§ Things to do
a - Answer these questions from the exclusion survey release:
(i) By what percentage did parent reports of exclusion rise over the previous year?
(ii) In April, what share of survey respondents said they were offered educational assistant support for their child?
(iii) In May, what portion of respondents stated that their School Districts had provided no support?
b - Repeat the part of the exclusion survey release between "In May, nearly" and "technology, or tutoring.", inclusive.

§ Document text
:::::

Annual Survey Shows Increased Exclusion of Children with Disabilities from Schools
BRITISH COLUMBIA–July 22, 2020–BCEdAccess has released the results of its 2019/20 Exclusion Tracker. The total number of parent reports of exclusion of BC K-12 students with disabilities increased by 179% over last year, from 492 to 883.
The full report can be found here: Exclusion Tracker Report July 22, 2020
The survey results show that access to education continues to be an issue for BC children and youth with disabilities and the pandemic made the inequity worse. The discrimination even impacted some frontline Essential Service workers, who were denied child care. In April, only 20% of survey respondents said they were offered educational assistant support for their child. Several also noted that their School Districts had already offered their child’s educational assistant alternative work.
From a parent: “His EA felt pressure to do child care for essential workers’ children or risk being out of work so she is doing that. She is video conferencing with my son twice weekly for 20 minutes each on her own time to keep the connection with him.”
In May, nearly a third of respondents stated that no support had been provided from their School Districts when we asked about receiving child care, education, food, mental health, respite, technology, or tutoring.
From a parent: “My child requires full support in all aspects of daily living. Getting 20 minutes of video conference support to learn basics (numbers/letters) is not working.”
From a parent: “Had to email all the way up the chain and copy trustees to get my child access to 4 hours/week of in person instruction.”

:::::

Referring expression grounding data
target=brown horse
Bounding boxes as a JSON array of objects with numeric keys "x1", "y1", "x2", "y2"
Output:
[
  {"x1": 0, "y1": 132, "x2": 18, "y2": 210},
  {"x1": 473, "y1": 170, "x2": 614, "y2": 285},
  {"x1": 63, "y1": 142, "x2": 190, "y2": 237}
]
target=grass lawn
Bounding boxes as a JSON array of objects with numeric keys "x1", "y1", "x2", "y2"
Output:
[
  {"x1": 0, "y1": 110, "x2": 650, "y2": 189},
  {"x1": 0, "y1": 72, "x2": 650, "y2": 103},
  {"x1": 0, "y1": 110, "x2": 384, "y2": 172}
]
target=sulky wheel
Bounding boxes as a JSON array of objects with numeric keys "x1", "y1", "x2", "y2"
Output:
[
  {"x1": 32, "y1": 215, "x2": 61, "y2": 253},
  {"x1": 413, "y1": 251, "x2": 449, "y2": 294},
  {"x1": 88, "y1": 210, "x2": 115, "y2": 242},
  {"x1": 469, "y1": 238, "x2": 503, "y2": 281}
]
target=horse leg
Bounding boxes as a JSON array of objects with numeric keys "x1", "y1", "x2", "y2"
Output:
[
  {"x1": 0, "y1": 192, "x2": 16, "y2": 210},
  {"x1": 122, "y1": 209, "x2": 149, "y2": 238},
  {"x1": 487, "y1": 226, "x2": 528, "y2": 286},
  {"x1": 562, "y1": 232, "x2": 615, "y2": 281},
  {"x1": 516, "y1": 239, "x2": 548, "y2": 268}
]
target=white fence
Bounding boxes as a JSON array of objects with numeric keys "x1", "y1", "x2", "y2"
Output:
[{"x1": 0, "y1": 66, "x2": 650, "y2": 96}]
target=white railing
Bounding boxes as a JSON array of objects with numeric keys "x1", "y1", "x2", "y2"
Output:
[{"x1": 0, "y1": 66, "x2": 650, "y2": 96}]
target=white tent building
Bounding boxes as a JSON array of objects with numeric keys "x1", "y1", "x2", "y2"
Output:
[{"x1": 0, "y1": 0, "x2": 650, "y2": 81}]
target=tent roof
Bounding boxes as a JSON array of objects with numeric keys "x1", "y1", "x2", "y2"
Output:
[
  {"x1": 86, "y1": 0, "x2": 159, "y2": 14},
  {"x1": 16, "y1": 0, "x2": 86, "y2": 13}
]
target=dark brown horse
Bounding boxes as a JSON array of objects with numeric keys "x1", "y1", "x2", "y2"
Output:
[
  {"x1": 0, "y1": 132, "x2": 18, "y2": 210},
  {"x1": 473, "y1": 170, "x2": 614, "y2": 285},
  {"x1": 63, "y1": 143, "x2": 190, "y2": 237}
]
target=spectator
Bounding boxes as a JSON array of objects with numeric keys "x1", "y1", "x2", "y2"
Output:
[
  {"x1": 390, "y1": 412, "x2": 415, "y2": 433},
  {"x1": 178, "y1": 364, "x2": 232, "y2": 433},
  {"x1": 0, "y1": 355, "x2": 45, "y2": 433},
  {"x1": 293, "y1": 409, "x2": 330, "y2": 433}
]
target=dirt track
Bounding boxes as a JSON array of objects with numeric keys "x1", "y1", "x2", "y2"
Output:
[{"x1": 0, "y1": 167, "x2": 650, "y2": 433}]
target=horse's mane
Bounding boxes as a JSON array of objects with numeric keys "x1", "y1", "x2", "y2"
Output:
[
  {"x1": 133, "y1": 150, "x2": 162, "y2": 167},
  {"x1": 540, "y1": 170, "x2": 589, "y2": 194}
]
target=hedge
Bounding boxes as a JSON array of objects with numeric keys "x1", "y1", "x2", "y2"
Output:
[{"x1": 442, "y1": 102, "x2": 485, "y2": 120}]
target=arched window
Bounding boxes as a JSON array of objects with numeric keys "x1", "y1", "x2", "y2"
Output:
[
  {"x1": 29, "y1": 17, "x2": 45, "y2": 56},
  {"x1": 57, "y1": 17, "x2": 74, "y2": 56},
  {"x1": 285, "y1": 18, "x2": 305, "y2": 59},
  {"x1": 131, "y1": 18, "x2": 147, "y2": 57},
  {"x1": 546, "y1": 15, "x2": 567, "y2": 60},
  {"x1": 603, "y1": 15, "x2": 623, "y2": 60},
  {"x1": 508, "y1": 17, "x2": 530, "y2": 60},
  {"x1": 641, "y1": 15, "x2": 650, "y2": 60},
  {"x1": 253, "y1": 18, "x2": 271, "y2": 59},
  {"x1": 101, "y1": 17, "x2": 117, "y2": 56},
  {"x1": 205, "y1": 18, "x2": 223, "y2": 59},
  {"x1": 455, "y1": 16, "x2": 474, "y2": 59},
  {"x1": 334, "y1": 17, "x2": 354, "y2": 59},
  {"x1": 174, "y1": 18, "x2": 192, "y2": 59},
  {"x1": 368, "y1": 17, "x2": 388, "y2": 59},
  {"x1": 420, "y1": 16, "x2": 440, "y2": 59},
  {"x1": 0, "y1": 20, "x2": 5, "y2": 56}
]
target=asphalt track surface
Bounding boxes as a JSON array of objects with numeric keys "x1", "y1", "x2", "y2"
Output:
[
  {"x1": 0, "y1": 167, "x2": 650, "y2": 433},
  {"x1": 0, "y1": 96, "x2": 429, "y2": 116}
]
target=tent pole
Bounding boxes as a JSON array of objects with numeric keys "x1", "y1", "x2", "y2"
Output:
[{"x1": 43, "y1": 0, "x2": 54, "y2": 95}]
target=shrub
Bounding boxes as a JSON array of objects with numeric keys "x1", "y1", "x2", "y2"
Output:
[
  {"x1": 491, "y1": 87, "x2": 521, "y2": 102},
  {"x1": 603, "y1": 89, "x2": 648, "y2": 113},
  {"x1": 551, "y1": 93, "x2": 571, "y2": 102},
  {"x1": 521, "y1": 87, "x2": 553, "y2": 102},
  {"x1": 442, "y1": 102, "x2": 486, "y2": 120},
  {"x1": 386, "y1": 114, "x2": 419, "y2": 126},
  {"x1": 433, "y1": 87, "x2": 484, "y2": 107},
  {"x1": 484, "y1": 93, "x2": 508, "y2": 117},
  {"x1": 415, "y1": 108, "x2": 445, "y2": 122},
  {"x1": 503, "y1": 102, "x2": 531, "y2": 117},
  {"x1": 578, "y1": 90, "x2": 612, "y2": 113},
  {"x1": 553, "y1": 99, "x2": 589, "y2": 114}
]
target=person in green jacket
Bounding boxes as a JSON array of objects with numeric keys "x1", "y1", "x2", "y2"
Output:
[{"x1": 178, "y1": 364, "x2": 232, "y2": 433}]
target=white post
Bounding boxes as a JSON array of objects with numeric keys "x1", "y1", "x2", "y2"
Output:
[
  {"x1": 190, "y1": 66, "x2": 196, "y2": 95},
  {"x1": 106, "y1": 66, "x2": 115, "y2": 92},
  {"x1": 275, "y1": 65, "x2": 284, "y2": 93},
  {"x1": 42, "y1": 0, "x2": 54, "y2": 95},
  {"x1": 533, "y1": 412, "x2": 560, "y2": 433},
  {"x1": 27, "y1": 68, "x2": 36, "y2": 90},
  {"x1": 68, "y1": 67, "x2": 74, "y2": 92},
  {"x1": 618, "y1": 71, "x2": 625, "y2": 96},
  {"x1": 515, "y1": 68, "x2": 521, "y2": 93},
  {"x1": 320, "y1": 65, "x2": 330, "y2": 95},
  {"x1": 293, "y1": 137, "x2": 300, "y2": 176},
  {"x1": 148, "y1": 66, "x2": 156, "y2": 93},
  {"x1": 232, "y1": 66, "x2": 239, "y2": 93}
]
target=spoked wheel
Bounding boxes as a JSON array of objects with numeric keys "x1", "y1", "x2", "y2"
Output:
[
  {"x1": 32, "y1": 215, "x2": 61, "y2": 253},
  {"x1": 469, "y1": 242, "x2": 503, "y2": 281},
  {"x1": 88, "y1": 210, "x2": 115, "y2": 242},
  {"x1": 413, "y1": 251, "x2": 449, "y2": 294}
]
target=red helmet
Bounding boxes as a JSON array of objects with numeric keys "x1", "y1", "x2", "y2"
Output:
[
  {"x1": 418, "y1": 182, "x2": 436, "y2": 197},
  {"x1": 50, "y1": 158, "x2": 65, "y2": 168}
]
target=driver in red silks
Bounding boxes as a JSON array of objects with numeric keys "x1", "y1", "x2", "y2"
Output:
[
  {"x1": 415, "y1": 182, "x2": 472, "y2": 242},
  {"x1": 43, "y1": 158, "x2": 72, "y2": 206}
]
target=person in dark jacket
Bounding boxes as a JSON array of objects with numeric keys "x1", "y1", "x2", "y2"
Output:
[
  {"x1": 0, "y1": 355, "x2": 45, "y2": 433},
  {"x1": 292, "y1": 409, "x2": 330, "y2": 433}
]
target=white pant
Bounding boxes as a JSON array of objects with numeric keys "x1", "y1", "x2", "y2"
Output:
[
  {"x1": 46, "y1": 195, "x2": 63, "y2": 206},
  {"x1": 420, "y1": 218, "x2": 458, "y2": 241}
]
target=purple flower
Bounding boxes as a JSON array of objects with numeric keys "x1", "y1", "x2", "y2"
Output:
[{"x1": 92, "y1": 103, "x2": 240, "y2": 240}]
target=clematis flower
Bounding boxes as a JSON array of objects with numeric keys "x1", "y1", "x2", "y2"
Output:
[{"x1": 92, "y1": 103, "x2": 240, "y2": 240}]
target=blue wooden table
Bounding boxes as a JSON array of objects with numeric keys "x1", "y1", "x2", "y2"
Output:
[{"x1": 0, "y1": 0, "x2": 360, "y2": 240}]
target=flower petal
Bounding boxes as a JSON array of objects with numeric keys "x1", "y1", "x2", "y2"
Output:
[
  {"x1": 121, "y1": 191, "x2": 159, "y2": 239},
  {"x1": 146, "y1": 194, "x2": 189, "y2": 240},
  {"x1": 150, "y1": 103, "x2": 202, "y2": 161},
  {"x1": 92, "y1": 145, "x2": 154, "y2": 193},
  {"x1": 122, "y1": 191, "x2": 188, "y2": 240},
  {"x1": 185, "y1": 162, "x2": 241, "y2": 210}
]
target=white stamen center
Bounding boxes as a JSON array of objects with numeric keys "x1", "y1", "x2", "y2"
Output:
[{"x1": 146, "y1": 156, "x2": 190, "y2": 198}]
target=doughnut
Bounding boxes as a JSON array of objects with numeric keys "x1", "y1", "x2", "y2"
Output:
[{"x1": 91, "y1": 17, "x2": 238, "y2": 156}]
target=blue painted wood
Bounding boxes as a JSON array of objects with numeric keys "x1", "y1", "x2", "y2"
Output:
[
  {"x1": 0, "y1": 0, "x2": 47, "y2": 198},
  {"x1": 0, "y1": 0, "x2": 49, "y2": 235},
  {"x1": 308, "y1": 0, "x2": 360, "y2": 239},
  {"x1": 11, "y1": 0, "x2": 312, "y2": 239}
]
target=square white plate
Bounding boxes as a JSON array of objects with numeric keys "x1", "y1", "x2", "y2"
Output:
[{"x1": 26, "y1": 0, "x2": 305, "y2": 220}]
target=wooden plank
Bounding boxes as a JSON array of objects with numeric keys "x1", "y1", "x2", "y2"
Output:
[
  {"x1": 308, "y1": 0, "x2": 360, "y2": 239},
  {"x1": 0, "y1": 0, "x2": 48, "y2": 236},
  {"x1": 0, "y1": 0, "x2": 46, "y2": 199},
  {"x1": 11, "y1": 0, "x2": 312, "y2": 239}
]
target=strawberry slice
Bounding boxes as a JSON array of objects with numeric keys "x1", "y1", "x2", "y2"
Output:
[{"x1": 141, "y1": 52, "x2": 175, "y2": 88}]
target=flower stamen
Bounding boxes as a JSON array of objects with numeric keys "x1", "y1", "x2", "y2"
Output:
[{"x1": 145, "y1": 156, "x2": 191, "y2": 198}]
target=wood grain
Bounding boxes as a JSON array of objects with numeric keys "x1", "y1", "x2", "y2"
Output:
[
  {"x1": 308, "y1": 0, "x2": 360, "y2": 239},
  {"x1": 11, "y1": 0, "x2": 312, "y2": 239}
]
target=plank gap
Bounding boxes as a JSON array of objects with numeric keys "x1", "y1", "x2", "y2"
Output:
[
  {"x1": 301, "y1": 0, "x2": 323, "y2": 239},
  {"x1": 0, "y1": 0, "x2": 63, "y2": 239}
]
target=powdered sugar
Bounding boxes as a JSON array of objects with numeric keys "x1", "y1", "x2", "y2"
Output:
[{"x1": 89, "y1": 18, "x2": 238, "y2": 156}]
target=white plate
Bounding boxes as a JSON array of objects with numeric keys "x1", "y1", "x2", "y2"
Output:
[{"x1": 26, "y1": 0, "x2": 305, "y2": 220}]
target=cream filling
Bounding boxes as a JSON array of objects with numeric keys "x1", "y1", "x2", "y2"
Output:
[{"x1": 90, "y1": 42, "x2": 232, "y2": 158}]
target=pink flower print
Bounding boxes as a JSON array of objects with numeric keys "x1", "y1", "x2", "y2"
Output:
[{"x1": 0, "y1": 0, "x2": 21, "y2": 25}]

:::::

§ Your responses
a -
(i) 179%
(ii) 20%
(iii) Nearly a third

b -
In May, nearly a third of respondents stated that no support had been provided from their School Districts when we asked about receiving child care, education, food, mental health, respite, technology, or tutoring.